### Consegne
1: Cita alla lettera il passo del brano sul viaggio verso il confine kazako che comincia con "Il vento è forte" e prosegue fino a "avvicina al confine.".
2: Rispondi alle seguenti domande sul brano sul viaggio verso il confine kazako, basandoti su quanto vi è affermato.
(a) Quale applicazione di navigazione si comincia a usare all'inizio del brano?
(b) Quale riserva attraversa la strada?
(c) In quale località si trova il ponte galleggiante in metallo?

### Brano proposto
───

Da oggi inizio ad usare OsmAnd+ , basato su mappe opensource, abbastanza preciso ma molto lento nel calcolo dei percorsi oltre i 200km. Finalmente in una pompa di benzina mi indicano la strada giusta e mi incammino verso il confine kazako.
La strada attraversa la riserva fluviale del Delta del Volga.
Il vento è forte e mi spinge lateralmente di continuo, ma nulla di cui non abbia già avuto esperienza in questi giorni.
E’ singolare la commistione di paesaggi diversi nello stesso colpo d’occhio: dune sabbiose in mezzo al verde e ai corsi d’acqua e progressiva prevalenza di elementi desertici man mano che ci si avvicina al confine.
Del resto se si da un’occhiata alle viste satellitari si vede chiaramente come
il verde del territorio russo viri progressivamente al giallo in prossimità di quello kazako.
Arrivo finalmente al ponte galleggiante in metallo A Krasniy Yar.
Pago il pedaggio e gasatissimo lo attraverso sferzato dalle raffiche di vento che,
insieme alla corrente fluviale, fanno ondeggiare armonicamente la strada .

───

### Dati forniti
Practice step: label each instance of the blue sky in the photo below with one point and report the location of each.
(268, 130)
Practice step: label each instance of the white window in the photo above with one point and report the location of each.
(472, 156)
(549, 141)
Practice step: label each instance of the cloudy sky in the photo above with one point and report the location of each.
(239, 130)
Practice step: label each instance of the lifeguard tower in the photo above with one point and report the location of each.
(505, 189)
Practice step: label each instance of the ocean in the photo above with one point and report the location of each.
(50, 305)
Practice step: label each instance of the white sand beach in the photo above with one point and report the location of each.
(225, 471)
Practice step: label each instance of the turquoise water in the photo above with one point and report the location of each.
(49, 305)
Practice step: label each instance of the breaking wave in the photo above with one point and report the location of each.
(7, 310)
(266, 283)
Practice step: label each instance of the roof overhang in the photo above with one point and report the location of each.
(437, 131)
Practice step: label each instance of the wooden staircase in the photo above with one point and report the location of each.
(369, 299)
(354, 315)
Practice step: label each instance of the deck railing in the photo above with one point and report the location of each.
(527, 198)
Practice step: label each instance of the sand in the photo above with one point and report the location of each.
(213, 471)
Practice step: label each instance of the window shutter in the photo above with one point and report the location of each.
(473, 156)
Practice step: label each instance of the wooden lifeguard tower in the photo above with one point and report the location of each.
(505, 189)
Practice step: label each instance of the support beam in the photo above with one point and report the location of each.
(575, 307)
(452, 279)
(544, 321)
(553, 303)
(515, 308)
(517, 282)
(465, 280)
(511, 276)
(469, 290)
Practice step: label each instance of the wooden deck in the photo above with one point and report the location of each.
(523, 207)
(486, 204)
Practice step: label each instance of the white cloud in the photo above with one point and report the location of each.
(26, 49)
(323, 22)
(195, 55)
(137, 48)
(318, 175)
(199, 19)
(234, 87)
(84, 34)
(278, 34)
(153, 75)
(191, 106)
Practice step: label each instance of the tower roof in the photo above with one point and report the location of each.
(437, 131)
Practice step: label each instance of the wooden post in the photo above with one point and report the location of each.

───

### Soluzioni complete
1:
Il vento è forte e mi spinge lateralmente di continuo, ma nulla di cui non abbia già avuto esperienza in questi giorni.
E’ singolare la commistione di paesaggi diversi nello stesso colpo d’occhio: dune sabbiose in mezzo al verde e ai corsi d’acqua e progressiva prevalenza di elementi desertici man mano che ci si avvicina al confine.

2:
(a) Si comincia a usare OsmAnd+, basato su mappe opensource.
(b) La strada attraversa la riserva fluviale del Delta del Volga.
(c) Il ponte galleggiante in metallo si trova a Krasniy Yar.